What is needed is an exact copy of all the entries below.

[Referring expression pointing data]
* * *

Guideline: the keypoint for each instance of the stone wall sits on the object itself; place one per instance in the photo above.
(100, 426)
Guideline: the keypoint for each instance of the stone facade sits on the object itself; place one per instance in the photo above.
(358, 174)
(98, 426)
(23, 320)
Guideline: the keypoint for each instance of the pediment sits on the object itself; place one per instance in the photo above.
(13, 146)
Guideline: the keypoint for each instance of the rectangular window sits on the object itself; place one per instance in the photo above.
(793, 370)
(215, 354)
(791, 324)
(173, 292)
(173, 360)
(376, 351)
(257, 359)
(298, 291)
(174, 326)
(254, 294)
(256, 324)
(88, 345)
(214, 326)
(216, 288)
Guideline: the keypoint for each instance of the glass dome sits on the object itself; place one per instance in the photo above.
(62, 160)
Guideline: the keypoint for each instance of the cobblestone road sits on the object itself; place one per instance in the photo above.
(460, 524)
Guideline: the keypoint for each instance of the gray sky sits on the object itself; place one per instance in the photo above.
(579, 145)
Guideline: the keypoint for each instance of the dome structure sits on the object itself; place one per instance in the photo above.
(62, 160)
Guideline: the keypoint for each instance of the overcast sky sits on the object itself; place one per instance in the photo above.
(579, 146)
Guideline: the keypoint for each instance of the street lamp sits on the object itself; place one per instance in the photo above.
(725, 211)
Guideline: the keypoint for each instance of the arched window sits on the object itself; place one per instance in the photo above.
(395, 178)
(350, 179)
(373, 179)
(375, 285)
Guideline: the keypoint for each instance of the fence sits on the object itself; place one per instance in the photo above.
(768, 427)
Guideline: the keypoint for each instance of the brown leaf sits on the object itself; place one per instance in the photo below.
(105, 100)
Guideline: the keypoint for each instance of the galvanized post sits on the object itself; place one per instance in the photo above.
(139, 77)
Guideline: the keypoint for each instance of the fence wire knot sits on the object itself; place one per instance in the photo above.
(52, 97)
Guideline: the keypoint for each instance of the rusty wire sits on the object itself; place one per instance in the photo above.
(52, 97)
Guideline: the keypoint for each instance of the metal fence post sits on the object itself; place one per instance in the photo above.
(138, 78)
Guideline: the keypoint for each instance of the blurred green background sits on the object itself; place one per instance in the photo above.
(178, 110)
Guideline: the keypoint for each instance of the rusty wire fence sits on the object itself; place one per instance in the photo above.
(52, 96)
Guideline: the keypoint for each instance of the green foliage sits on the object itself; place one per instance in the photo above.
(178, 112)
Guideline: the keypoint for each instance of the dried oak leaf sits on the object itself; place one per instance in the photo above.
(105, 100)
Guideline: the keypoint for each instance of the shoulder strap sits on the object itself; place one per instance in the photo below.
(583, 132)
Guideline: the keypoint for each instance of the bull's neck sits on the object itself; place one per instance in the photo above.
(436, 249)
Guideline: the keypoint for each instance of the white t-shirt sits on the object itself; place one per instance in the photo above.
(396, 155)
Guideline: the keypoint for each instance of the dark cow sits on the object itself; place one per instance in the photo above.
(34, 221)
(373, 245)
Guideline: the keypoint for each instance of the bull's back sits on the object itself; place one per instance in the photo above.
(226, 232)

* * *

- **TASK RESULT**:
Guideline: the keypoint for each instance of the stone wall sits on the object itself; place one per instance in the photo above.
(100, 426)
Guideline: the keypoint for each instance of the stone facade sits on the object itself; place one per instance in the photo above.
(358, 174)
(98, 426)
(23, 320)
Guideline: the keypoint for each instance of the pediment sits on the object itself; place one per instance in the photo above.
(13, 146)
Guideline: the keypoint for each instance of the rectangular window sits on the object itself; place one per instance in the photo above.
(793, 370)
(215, 354)
(791, 324)
(173, 292)
(173, 360)
(376, 351)
(257, 359)
(298, 291)
(174, 326)
(254, 294)
(256, 324)
(88, 345)
(214, 326)
(216, 288)
Guideline: the keypoint for each instance of the glass dome sits on the object itself; place one per instance in the photo above.
(62, 160)
Guideline: the keypoint for each instance of the cobblestone road sits on the object itself; place one per instance in the photo above.
(460, 524)
Guideline: the keypoint for each instance of the gray sky sits on the object itself; place one per instance in the photo above.
(579, 145)
Guideline: the keypoint for each instance of the dome structure sits on the object itself; place one per instance in the photo above.
(62, 160)
Guideline: the keypoint for each instance of the overcast sky sits on the object itself; place one per instance in the photo above.
(579, 146)
Guideline: the keypoint for each instance of the street lamp sits on the object itself; place one per instance in the photo above.
(725, 211)
Guideline: the keypoint for each instance of the arched window sits on the object itself; place one per instance in the photo above.
(395, 178)
(350, 179)
(373, 179)
(375, 285)
Guideline: the keypoint for each instance of the fence sits on the object itself; place one per instance in the photo above.
(768, 427)
Guideline: the keypoint for each instance of the brown leaf sits on the object itself; place one per instance in the photo below.
(105, 100)
Guideline: the keypoint for each instance of the galvanized post sits on the object itself; place one per instance in the photo above.
(139, 77)
Guideline: the keypoint for each instance of the fence wire knot sits on the object itself; place one per instance in the photo above.
(52, 97)
Guideline: the keypoint for each instance of the rusty wire sits on the object itself; place one per instance in the photo above.
(52, 97)
Guideline: the keypoint for each instance of the metal fence post sits on the object itself; place one per instance in the photo above.
(138, 78)
Guideline: the keypoint for each instance of the blurred green background sits on the object itself; place one per instance in the photo above.
(178, 110)
Guideline: the keypoint for each instance of the rusty wire fence sits on the object itself; place one per instance in the photo above.
(52, 96)
Guideline: the keypoint for each instance of the green foliage sits on the object itself; place one per instance in the photo above.
(178, 112)
Guideline: the keypoint for each instance of the dried oak leaf sits on the object itself; place one per instance in the photo above.
(105, 100)
Guideline: the keypoint for each instance of the shoulder strap sits on the object itself; place one per instance in the photo below.
(583, 132)
Guideline: the keypoint for each instance of the bull's neck sits on the object itself; place one per instance in the photo above.
(436, 249)
Guideline: the keypoint for each instance of the white t-shirt sits on the object itself; place one per instance in the photo above.
(396, 155)
Guideline: the keypoint for each instance of the dark cow sits on the object itself; place one per instance in the photo above.
(34, 221)
(373, 245)
Guideline: the keypoint for each instance of the bull's back sits on the object itself; place one per instance in the photo above.
(226, 232)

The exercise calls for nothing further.